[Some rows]
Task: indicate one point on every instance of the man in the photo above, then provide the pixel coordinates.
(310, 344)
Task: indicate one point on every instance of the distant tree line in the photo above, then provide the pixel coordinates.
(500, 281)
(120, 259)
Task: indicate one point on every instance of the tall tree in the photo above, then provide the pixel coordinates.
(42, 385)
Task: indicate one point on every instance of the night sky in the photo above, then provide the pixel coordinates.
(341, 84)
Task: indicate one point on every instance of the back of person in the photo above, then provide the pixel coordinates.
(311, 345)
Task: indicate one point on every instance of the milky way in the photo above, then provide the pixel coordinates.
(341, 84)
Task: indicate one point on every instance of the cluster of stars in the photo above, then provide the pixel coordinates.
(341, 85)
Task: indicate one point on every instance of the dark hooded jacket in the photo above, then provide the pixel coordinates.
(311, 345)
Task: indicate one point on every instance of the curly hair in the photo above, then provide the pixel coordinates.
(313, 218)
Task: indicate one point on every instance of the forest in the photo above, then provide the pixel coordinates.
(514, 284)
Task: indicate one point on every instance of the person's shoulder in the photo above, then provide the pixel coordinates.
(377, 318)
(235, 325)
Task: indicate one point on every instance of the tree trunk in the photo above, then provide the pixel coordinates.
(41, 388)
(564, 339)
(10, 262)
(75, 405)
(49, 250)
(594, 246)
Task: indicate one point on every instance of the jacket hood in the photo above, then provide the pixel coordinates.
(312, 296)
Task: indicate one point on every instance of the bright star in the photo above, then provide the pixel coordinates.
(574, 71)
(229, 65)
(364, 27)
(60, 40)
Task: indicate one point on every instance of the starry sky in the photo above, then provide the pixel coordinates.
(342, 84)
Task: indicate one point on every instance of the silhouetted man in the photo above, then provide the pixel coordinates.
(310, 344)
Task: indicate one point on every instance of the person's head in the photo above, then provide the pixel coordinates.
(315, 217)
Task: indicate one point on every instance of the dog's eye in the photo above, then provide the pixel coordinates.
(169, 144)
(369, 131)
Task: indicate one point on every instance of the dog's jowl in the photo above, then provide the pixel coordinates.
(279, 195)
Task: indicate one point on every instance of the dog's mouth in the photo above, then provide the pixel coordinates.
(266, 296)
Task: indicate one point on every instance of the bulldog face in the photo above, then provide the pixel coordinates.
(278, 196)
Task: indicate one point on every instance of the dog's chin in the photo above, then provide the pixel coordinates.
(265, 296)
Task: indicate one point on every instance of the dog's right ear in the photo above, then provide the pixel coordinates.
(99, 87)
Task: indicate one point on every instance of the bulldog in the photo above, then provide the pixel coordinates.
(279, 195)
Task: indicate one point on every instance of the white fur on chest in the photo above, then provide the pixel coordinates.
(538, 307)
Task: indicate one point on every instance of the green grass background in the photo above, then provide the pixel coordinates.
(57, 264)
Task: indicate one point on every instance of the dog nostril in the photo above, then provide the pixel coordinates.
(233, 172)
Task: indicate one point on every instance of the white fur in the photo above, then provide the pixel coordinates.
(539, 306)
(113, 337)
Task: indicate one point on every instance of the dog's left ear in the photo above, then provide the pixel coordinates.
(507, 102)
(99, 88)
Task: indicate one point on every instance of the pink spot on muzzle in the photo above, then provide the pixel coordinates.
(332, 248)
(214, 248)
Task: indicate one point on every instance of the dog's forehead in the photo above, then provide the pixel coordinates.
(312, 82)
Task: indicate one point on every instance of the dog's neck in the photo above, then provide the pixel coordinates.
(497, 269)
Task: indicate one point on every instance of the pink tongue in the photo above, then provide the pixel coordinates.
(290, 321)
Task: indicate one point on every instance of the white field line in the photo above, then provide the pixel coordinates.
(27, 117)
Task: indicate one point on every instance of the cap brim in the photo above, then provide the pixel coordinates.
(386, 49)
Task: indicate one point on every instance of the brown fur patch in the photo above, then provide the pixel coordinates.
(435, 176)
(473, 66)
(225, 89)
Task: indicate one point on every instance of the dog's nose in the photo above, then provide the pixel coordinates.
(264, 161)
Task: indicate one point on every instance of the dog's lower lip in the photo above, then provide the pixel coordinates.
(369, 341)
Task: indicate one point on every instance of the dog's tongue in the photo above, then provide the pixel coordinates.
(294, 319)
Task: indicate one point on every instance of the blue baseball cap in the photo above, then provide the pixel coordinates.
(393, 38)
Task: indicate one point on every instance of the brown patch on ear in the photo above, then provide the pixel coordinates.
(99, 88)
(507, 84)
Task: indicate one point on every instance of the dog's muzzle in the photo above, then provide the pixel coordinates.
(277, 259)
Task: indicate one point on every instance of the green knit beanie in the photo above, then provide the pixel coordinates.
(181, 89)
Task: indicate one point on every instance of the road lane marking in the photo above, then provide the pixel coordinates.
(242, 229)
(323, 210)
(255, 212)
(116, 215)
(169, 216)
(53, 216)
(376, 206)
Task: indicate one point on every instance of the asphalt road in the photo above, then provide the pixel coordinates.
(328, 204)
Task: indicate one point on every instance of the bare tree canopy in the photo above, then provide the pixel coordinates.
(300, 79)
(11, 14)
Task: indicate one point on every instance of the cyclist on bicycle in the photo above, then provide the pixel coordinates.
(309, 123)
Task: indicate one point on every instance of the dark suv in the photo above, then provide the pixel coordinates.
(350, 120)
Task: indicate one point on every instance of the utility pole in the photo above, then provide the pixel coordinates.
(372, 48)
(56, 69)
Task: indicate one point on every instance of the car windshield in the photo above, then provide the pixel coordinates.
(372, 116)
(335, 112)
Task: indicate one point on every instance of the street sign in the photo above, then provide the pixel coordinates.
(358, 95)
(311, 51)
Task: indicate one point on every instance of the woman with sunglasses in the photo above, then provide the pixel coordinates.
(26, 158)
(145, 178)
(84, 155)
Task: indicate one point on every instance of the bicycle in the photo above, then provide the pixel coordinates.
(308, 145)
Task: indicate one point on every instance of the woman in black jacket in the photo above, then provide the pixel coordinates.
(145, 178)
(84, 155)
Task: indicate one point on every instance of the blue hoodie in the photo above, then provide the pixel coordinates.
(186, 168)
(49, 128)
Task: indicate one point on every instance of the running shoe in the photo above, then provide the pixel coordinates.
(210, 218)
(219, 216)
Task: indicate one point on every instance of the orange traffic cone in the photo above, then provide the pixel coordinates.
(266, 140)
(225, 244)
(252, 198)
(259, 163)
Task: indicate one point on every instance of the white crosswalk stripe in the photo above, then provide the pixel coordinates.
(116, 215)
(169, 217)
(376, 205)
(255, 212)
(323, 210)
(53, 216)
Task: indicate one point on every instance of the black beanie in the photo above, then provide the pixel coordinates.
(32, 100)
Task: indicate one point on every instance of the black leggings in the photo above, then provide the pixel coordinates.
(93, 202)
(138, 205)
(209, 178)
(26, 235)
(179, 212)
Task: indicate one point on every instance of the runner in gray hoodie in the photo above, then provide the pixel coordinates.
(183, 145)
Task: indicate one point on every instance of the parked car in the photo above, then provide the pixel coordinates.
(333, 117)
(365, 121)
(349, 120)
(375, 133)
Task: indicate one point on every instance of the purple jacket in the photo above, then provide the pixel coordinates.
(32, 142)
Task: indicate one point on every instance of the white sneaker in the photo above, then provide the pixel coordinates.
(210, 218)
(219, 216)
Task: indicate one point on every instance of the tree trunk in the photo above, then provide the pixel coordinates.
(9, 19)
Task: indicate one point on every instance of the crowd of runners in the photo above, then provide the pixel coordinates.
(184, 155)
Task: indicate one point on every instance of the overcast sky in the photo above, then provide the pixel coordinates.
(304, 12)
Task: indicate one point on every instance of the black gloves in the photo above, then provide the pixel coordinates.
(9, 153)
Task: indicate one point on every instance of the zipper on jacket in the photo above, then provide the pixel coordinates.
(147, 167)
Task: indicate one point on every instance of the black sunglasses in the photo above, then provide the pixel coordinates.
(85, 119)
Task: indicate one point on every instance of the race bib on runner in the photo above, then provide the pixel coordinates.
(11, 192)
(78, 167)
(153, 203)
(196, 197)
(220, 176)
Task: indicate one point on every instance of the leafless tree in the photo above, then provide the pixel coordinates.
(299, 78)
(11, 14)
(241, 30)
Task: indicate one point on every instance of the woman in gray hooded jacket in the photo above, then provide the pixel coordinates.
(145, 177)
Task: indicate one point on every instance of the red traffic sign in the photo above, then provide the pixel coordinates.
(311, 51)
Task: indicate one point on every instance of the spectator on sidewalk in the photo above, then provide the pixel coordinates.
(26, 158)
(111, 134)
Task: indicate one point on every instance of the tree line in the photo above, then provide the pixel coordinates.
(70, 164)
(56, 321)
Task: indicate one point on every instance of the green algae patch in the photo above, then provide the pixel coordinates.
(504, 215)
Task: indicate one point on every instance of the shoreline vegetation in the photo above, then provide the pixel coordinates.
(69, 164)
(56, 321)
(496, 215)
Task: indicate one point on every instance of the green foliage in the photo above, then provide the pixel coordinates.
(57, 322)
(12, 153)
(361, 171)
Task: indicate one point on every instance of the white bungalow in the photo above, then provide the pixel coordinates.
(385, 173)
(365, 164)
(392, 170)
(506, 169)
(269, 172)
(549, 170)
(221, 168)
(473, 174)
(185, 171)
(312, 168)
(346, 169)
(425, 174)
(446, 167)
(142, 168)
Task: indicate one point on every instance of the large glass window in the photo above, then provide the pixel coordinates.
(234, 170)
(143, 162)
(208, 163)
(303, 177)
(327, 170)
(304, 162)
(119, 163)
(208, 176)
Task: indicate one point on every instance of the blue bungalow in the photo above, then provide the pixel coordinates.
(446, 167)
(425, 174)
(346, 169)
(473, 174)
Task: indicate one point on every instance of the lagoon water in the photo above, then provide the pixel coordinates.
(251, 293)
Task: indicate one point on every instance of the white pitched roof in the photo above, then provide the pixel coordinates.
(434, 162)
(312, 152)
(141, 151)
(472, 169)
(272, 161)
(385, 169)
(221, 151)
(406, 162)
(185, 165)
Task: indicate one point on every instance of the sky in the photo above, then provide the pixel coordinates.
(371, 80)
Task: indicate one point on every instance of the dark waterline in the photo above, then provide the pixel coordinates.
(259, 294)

Task statement: Lay out as a numbered list the rows from the line containing "Task: indicate one point on every instance of the lagoon" through the final line, with both of those lines included. Leave out any blank lines.

Full output:
1. Task: indicate one point on every instance of the lagoon water in the photo above, then provide the pixel coordinates.
2. (251, 293)
3. Task: indicate one point on every instance of the white pitched roof in the photo above, then provide the pixel coordinates.
4. (434, 162)
5. (312, 152)
6. (141, 151)
7. (472, 169)
8. (272, 161)
9. (385, 169)
10. (221, 151)
11. (406, 162)
12. (185, 165)
13. Task: indicate one point on every instance of the sky in the photo above, then provide the pixel coordinates.
14. (371, 80)
15. Task: indicate one point on every instance of the dark waterline in the photo above, then provide the pixel coordinates.
16. (259, 294)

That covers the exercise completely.